### Short exercise
Starting at the line that contains "task | one point per instance, each pair like [655, 493]", print every remaining line of the entries, unchanged, and output nothing more.

### Information shown
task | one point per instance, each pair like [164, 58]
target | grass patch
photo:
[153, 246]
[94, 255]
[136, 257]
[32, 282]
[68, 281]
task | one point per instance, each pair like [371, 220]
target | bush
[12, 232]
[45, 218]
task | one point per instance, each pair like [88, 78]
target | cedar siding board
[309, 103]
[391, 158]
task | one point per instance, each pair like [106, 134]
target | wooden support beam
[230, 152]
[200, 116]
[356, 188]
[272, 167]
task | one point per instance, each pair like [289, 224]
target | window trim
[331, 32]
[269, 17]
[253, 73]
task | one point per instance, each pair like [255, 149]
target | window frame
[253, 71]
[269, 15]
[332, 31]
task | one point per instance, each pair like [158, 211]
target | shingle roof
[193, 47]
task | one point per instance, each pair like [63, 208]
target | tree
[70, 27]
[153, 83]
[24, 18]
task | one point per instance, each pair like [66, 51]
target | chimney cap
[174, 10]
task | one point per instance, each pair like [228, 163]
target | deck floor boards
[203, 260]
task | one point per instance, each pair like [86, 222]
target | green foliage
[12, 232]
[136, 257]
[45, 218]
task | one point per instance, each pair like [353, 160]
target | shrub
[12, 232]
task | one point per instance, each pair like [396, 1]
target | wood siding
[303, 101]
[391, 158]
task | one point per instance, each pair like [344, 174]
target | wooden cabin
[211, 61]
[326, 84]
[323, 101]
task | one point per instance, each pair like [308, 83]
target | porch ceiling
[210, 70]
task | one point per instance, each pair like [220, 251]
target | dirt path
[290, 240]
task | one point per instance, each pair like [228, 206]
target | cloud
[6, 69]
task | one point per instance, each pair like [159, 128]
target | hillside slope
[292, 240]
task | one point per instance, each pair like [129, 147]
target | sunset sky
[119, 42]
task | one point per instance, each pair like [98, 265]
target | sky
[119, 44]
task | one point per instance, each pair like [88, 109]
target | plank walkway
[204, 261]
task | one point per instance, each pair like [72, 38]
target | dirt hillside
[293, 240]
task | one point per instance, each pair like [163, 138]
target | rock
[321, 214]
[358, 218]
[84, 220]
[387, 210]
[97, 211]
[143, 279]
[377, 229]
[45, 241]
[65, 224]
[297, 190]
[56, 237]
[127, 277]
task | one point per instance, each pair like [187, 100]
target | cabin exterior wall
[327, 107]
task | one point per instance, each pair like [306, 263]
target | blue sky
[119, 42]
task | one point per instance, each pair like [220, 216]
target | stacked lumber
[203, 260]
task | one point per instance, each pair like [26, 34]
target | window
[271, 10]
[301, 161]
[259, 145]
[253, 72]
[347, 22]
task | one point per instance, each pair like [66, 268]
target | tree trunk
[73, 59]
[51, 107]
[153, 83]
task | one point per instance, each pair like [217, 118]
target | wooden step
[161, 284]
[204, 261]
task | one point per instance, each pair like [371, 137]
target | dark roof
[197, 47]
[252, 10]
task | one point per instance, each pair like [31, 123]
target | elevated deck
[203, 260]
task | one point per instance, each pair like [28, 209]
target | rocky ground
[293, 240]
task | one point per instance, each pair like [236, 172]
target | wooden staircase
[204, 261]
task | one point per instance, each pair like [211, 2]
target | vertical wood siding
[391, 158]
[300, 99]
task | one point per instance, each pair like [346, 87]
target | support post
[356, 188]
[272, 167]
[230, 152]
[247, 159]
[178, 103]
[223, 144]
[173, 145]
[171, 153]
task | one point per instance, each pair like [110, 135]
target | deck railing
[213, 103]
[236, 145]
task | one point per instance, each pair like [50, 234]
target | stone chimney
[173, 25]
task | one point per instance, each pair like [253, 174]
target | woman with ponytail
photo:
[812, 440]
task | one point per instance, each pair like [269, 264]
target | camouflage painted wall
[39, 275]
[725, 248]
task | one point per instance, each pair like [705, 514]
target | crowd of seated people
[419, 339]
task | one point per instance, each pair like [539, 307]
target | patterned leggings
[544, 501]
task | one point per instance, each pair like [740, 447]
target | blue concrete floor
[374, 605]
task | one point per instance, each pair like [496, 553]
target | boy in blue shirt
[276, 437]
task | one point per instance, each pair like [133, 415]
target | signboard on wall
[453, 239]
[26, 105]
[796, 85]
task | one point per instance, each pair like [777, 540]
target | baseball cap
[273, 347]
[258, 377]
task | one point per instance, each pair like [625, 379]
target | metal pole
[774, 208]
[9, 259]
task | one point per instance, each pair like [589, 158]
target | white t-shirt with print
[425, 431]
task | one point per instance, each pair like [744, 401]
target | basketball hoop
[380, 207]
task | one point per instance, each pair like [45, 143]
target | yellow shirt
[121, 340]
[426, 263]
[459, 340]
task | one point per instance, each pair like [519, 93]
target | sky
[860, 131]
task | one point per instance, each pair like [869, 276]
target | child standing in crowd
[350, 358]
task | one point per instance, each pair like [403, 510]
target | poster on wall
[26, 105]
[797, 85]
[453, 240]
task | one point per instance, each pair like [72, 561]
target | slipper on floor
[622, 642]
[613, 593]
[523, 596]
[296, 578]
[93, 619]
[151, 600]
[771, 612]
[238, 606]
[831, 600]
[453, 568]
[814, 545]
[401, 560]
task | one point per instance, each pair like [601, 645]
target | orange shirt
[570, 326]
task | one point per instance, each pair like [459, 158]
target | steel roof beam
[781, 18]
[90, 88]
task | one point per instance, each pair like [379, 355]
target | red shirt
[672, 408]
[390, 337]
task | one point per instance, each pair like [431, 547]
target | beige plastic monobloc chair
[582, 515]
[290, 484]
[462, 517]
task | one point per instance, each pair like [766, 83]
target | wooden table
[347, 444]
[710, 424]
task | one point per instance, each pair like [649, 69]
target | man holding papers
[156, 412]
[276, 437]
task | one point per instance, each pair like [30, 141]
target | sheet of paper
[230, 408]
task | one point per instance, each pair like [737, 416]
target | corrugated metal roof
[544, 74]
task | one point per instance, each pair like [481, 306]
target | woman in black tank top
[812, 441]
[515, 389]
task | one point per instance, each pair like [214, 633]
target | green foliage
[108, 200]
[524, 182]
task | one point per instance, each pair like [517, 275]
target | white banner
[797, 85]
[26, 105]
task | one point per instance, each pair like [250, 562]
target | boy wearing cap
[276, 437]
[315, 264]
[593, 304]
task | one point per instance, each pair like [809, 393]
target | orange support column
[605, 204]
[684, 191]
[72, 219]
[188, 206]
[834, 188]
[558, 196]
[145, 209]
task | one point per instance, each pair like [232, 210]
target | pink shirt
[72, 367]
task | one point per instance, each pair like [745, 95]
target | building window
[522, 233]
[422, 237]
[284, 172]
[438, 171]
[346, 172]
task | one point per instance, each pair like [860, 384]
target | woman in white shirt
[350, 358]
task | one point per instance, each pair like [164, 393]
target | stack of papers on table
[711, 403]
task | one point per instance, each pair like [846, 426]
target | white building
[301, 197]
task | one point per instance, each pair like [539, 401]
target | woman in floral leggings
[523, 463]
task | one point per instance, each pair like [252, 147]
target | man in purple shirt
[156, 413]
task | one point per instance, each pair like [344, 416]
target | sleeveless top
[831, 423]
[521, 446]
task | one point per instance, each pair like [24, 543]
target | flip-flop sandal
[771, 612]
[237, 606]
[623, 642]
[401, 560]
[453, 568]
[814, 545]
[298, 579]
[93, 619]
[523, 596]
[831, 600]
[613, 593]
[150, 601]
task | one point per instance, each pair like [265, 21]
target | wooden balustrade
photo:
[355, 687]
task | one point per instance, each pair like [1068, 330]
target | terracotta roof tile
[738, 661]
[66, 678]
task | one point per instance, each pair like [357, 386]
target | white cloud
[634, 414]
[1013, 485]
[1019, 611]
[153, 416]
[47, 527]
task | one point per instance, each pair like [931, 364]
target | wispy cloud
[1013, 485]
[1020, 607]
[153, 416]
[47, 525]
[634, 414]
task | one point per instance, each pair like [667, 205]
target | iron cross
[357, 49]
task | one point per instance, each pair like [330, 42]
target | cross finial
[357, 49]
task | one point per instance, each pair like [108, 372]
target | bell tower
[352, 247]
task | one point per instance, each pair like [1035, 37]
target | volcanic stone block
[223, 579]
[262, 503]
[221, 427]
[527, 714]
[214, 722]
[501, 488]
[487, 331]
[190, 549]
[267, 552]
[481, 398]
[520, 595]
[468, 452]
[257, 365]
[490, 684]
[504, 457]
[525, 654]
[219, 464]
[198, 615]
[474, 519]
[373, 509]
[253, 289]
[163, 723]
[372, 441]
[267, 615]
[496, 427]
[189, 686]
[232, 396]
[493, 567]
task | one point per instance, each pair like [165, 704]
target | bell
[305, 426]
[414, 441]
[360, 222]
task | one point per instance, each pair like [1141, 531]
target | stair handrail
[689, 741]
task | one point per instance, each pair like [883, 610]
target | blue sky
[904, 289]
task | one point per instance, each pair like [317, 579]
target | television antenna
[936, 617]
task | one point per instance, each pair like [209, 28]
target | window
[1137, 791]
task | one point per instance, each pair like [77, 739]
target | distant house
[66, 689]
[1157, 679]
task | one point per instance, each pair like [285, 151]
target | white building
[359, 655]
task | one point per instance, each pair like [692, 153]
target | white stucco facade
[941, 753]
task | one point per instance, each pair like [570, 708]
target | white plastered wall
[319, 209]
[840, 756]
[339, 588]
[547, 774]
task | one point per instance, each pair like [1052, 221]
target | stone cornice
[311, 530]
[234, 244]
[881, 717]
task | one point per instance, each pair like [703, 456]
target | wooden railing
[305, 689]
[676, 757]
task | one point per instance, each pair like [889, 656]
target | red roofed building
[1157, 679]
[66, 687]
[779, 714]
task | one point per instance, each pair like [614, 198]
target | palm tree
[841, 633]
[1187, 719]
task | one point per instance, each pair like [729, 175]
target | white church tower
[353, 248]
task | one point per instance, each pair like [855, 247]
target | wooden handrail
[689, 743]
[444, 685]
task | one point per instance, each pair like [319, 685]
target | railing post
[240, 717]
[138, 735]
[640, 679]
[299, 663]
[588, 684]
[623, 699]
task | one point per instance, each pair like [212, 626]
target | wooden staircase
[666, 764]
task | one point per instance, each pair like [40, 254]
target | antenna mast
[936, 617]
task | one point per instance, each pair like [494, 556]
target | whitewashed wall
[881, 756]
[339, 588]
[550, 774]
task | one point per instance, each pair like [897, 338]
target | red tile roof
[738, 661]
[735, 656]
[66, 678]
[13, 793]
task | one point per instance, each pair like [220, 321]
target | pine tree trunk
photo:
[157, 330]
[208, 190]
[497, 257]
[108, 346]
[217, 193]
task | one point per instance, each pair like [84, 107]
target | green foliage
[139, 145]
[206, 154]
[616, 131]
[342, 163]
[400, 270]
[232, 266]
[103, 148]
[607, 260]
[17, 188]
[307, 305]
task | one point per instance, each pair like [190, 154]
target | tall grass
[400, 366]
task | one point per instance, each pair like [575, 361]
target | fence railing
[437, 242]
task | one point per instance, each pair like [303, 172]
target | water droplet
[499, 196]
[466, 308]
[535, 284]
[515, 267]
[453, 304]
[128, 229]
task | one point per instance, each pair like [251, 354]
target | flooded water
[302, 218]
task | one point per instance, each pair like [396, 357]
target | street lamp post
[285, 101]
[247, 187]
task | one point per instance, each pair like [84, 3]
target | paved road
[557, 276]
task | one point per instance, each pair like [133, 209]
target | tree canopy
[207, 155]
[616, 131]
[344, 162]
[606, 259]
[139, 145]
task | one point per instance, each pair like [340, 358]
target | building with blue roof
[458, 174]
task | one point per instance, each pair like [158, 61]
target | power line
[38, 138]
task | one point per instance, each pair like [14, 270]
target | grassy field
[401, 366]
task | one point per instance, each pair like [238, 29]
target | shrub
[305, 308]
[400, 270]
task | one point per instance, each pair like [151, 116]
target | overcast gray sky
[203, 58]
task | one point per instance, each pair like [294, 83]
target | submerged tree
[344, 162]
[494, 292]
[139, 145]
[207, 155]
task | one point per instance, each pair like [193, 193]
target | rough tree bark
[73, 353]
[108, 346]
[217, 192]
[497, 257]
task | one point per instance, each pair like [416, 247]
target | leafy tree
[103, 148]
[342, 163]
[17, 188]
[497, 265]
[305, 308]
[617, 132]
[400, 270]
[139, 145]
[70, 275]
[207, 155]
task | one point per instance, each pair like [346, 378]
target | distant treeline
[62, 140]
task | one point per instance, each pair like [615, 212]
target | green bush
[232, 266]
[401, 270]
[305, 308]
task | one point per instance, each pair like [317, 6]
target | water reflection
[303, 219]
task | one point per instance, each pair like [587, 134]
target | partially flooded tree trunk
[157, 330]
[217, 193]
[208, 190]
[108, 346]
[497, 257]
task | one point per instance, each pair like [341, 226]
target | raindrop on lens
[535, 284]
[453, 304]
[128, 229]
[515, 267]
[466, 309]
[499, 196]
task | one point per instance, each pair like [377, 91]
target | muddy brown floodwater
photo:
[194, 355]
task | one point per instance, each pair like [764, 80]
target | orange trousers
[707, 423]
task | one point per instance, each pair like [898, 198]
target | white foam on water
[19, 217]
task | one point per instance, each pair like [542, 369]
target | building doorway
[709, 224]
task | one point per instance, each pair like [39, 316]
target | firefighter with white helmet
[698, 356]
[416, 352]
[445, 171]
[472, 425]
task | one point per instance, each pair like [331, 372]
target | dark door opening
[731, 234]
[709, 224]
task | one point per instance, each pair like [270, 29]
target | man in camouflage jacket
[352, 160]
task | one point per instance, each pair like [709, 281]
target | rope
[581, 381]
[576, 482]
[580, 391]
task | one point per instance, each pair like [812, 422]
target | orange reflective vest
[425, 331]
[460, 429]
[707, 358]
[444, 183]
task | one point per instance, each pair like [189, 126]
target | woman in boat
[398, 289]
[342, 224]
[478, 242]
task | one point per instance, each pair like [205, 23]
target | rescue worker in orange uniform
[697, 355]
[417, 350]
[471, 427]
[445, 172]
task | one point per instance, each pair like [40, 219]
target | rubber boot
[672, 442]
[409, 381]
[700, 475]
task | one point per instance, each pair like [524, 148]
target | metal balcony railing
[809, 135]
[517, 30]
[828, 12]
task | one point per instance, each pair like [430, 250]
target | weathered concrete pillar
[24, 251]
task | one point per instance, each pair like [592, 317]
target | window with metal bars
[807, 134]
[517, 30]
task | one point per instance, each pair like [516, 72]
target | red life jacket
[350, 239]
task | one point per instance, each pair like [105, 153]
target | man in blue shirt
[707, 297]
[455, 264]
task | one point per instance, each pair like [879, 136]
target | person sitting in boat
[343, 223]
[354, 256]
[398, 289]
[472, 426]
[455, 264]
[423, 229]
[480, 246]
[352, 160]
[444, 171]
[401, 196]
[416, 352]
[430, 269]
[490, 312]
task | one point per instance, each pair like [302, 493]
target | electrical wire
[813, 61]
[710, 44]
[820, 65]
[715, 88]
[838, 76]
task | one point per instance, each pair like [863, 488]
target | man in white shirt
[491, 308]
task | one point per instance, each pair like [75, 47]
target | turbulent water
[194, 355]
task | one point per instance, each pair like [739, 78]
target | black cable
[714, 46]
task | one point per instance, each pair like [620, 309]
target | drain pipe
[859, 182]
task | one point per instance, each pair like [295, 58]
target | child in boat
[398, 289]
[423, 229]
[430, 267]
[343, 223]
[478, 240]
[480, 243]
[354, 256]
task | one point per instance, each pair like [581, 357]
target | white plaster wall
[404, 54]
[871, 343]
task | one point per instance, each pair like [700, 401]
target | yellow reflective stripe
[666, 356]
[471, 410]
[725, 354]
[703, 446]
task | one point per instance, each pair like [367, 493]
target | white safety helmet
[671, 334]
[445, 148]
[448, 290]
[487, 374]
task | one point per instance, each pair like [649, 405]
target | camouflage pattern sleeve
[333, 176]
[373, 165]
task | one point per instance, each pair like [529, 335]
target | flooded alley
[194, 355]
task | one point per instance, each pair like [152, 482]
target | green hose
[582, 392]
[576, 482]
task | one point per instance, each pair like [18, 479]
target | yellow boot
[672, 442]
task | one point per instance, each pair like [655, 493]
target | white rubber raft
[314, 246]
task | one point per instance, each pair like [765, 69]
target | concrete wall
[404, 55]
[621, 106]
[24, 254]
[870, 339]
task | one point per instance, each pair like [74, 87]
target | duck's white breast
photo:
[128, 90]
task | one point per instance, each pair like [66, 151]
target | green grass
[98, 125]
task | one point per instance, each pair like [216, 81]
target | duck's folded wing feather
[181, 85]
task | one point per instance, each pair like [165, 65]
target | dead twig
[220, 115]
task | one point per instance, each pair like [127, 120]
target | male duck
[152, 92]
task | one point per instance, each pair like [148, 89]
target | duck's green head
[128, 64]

### Task answer
task | one point per instance, each pair like [655, 493]
target | white rubber raft
[314, 246]
task | one point per instance, each pair like [765, 69]
target | concrete wall
[404, 55]
[621, 106]
[24, 254]
[870, 339]
task | one point per instance, each pair like [74, 87]
target | duck's white breast
photo:
[128, 90]
task | one point per instance, each pair like [66, 151]
target | green grass
[98, 125]
task | one point per instance, each pair like [216, 81]
target | duck's folded wing feather
[181, 85]
task | one point per instance, each pair like [165, 65]
target | dead twig
[220, 115]
task | one point per instance, each pair like [127, 120]
target | male duck
[152, 92]
task | one point per instance, each pair like [148, 89]
target | duck's green head
[128, 64]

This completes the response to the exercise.